--- begin Text to read ---

There are many sites on the Net that discuss CFLs and other 'alternative' lighting products. Some are balanced and explain the strengths and weaknesses of each, but there are others that are pure scare-mongers. According to these sites, using a CFL will almost certainly cause you to become ill, and if you are already ill then you are sure to die (or worse). Very few of these sites will give good reasons or (perish the thought) a proper scientifically reproducible measurement, but will regale you with tales of 'dirty electricity' and ultraviolet light (in vast quantities some claim).
You'll be told that your public liability insurance won't cover you for the damage these lamps do to your visitors (yes, I am serious - I've seen the claim made) and that they are dangerous and inherently unsafe products. There are also complaints about flicker, even though a CFL probably has less flicker than any other traditional light source. The power supply runs at over 30kHz - 600 times faster than a normal fluorescent tube operating from 50Hz mains. If a CFL shows visible flicker, it's faulty and should be replaced. It certainly doesn't mean that they all do it and are therefore dangerous.
Like all fluorescent lamps, CFLs use mercury vapour inside the tube to generate ultraviolet light. This is converted by the phosphor coating on the inside of the tube - when it's excited by UV light, the phosphors emit visible light. That's the way all such lamps work. Yes, there is some UV light that escapes the tube, and there is no doubt that some people are hyper-sensitive to UV. Lupus sufferers can be badly affected, but this applies to all light sources that emit UV - including quartz-halogen incandescent lamps! Other people can be affected too, and in general it's not sensible to be too close to any bright light, regardless of the technology.
Some of the scare campaigns you find on the Net are unbelievable, and while they often quote real research by qualified professionals, it's often taken out of context and/or a minor point is exaggerated to the point where it looks very scary indeed. There are risks, and I've covered most of them in great detail, but for most people in normal houses the claimed risks are fairly small. The real risks are usually overlooked because the authors of scare campaigns usually don't understand the technology used anyway.

--- end Text to read ---
--- begin Data extract ---

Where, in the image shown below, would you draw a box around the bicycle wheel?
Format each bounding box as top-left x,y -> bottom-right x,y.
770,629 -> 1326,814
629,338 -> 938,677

--- end Data extract ---

**Aim**.
According to the text on compact fluorescent lamps, how many times faster does a CFL's power supply run than a normal fluorescent tube on 50Hz mains?

**Solution for this problem**.
600 times faster, at over 30kHz.